§ Page extract
■ ■ ■ ■
People taking minute-long pauses before answering questions.
People confidently saying things that are factually incorrect and not being able to explain why they would say that.
People submitting code they don't understand & getting mad when asked why they wrote something that way.
I get that candidates are desperate for jobs, because a bunch of tech companies have given up on building useful software and are betting their entire business on these spam bots instead, but these techniques _do not help_. They just make the interview a waste of time for the candidate and the interviewer alike.
I interviewed every single candidate for development positions in a 300-400 company for the last three years and I saw some incredibly crazy stuff.
- A candidate who wore glasses and I could faintly see the reflection of ChatGPT.
- A candidate that would pause and look in a different specific direction and think for about 20, 30 seconds whenever I asked something a bit difficult. It was always the same direction, so it could have been a second monitor.
- Someone who provided us with a Resumé that said 25 years of experience but the text was 100% early ChatGPT, full of superlatives. I forgot to open the CV before the interview, but this was SO BAD that I ended in about 20 minutes.
- Also, few months before ChatGPT I interviewed someone for an internship who was getting directions from someone whispering to them. I managed to hear it when they forgot to mute the mic a couple times.
Our freelance recruiter said that people who aren't super social are getting the short end of the stick. Some haven't worked for one, two years. It's rough.
> I interviewed someone for an internship who was getting directions from someone whispering to them. I managed to hear it when they forgot to mute the mic a couple times.
What do you do when something like this happens in an interview? Do you ignore it, call out the interviewee, make a joke about it?
I ignore and cut the interview short in a subtle way, then ask HR to reject the candidate.
I'm not cold blooded enough to joke about this hahahaha
I do tend to give immediate feedback to most candidates, but I try to make it strictly technical and very matter-of-fact. A suspicion of cheating is not really something that I'd give feedback on. :/
I would tell the interviewee that I want to continue the interview with the other person since their answers indicate they’d be a good fit for the position.
Years back, I had someone interviewing in person for a low-level, bit-twiddling, C++ role without knowing what hexadecimal is (no clue how they got that far; the external recruiter was given "feedback"). Pretty much lied about everything, tried to bullshit his way through questions. I have no idea how they thought they'd manage the job.
Just like with semi-personalized phishing/spam, it's not that these things didn't happen already, it's that people are empowered and emboldened to cheat by it becoming easier. The difference is in quantitative not qualitative.
■ ■ ■ ■
§ Dataset records
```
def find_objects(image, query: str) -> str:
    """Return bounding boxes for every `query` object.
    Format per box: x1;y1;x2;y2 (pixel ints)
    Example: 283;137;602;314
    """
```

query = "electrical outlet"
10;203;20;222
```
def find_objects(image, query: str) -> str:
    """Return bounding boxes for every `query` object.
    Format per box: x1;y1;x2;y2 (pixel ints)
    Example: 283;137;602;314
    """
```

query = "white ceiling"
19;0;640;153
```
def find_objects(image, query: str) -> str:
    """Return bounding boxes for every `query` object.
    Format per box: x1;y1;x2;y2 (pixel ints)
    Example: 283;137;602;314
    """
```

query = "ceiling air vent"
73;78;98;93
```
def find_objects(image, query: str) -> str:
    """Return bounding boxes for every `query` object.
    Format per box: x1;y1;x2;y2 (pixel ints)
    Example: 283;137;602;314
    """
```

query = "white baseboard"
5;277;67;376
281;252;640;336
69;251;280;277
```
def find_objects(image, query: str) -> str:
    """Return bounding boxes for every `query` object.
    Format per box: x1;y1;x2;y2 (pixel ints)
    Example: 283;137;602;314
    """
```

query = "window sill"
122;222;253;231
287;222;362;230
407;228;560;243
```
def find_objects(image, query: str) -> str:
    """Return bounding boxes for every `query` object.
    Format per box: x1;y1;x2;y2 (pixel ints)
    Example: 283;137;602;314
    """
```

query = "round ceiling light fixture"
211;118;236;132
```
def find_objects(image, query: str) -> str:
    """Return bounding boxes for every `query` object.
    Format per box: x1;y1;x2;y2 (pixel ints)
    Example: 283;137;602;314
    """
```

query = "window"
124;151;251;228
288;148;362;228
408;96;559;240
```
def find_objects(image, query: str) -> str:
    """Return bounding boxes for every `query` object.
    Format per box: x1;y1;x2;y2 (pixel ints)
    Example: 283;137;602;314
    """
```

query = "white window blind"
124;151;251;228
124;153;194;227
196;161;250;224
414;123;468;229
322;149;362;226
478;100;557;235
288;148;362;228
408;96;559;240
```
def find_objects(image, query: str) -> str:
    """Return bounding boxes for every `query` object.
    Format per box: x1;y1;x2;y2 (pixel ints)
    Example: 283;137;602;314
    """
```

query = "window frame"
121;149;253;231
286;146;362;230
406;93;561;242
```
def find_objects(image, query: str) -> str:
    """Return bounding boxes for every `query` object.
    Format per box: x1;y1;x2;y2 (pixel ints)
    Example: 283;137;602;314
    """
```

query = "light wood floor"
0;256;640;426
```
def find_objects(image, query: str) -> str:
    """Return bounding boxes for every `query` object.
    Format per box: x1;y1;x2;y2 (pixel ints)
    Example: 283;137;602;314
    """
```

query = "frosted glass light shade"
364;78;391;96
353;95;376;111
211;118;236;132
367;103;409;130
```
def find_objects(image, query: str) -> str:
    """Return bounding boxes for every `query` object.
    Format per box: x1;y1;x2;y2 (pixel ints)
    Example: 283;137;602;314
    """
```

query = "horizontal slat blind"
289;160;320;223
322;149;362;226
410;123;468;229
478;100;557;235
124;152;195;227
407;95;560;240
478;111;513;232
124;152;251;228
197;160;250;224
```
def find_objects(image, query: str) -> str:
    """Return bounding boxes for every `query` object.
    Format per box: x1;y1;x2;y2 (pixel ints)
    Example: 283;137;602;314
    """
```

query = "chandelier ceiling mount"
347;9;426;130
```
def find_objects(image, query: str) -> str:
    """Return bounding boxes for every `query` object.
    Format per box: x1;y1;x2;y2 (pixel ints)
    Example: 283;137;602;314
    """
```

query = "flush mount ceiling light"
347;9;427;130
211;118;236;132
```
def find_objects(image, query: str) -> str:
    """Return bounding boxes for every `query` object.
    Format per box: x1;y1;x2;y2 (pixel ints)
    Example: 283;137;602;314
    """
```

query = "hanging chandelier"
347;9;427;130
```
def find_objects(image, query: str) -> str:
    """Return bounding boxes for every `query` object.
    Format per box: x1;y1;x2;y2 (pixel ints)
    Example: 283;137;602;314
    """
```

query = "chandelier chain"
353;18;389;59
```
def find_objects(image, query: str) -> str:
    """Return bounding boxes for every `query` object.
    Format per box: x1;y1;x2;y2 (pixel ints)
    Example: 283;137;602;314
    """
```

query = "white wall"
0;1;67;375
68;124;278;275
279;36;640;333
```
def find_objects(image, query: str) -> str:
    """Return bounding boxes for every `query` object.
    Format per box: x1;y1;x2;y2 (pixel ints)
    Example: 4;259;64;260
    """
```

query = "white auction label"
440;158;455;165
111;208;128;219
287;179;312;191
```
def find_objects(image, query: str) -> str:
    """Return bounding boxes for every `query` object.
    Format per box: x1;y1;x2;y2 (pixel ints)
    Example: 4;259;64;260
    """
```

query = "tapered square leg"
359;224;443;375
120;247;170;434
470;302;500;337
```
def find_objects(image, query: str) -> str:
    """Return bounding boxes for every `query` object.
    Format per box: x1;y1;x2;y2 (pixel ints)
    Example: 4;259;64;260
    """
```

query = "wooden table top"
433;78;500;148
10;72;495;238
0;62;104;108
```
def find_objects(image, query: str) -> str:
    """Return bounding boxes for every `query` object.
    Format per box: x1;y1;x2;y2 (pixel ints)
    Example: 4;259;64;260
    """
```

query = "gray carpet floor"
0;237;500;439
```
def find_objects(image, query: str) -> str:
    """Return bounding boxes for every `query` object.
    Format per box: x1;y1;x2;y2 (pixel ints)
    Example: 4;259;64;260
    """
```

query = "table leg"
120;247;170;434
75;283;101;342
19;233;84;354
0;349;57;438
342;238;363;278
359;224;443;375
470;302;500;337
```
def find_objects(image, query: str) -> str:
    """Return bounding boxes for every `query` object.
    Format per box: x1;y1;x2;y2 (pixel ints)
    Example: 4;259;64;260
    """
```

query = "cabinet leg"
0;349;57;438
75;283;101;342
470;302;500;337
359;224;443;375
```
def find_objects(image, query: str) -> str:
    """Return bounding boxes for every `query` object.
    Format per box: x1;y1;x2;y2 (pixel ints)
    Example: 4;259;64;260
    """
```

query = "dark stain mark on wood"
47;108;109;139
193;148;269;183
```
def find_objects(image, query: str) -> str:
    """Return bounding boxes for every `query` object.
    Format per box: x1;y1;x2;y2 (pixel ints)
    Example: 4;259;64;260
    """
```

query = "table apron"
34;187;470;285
■ ■ ■ ■
§ Exercise tasks
(a) In the interview-cheating discussion, for how many years did the commenter interview every candidate for development positions?
(b) Reproduce the part of the interview-cheating discussion starting with "What do you" and going on through "for the position.".

§ Results in order
(a) Three years.

(b)
What do you do when something like this happens in an interview? Do you ignore it, call out the interviewee, make a joke about it?
I ignore and cut the interview short in a subtle way, then ask HR to reject the candidate.
I'm not cold blooded enough to joke about this hahahaha
I do tend to give immediate feedback to most candidates, but I try to make it strictly technical and very matter-of-fact. A suspicion of cheating is not really something that I'd give feedback on. :/
I would tell the interviewee that I want to continue the interview with the other person since their answers indicate they’d be a good fit for the position.